───── Entries shown

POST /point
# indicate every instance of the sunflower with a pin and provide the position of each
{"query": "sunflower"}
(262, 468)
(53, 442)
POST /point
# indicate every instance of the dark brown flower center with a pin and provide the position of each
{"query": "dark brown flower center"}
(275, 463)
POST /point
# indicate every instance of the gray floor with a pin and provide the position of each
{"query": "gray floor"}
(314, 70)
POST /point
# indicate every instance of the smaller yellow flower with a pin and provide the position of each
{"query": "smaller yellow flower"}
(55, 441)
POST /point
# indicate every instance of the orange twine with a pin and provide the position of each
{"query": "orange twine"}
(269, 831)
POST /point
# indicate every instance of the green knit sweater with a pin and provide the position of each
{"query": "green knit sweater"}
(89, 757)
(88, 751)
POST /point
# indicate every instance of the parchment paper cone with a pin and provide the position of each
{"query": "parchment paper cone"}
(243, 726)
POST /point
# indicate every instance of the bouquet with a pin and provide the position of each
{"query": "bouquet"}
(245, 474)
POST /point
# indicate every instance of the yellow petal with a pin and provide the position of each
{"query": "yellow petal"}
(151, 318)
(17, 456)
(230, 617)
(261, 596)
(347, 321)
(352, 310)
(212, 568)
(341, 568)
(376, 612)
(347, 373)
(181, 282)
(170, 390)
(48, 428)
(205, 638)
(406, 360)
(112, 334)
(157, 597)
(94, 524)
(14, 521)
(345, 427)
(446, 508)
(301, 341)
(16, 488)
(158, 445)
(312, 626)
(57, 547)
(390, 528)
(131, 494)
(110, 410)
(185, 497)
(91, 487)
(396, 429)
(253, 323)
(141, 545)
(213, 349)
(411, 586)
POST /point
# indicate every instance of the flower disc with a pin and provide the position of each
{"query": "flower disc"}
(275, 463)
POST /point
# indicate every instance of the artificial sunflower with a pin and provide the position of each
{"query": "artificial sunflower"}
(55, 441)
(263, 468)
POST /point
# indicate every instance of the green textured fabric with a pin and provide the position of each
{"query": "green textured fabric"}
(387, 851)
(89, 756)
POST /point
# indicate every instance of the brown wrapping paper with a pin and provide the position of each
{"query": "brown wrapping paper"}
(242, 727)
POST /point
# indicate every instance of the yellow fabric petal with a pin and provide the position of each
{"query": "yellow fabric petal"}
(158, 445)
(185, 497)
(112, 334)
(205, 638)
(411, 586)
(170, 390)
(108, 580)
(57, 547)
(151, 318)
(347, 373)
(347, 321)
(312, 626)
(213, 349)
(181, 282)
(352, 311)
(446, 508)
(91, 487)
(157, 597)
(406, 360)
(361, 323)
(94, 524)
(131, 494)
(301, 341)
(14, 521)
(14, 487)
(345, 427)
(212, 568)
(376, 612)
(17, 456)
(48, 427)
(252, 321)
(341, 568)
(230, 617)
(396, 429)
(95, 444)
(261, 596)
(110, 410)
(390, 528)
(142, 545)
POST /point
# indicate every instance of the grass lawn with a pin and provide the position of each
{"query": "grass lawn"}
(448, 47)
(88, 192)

──────────

■ **Short problem**: Report how many lines in the records above contain the string "paper", counting only matches with the same case. Reply with the number alone.

■ **Output of the task**: 4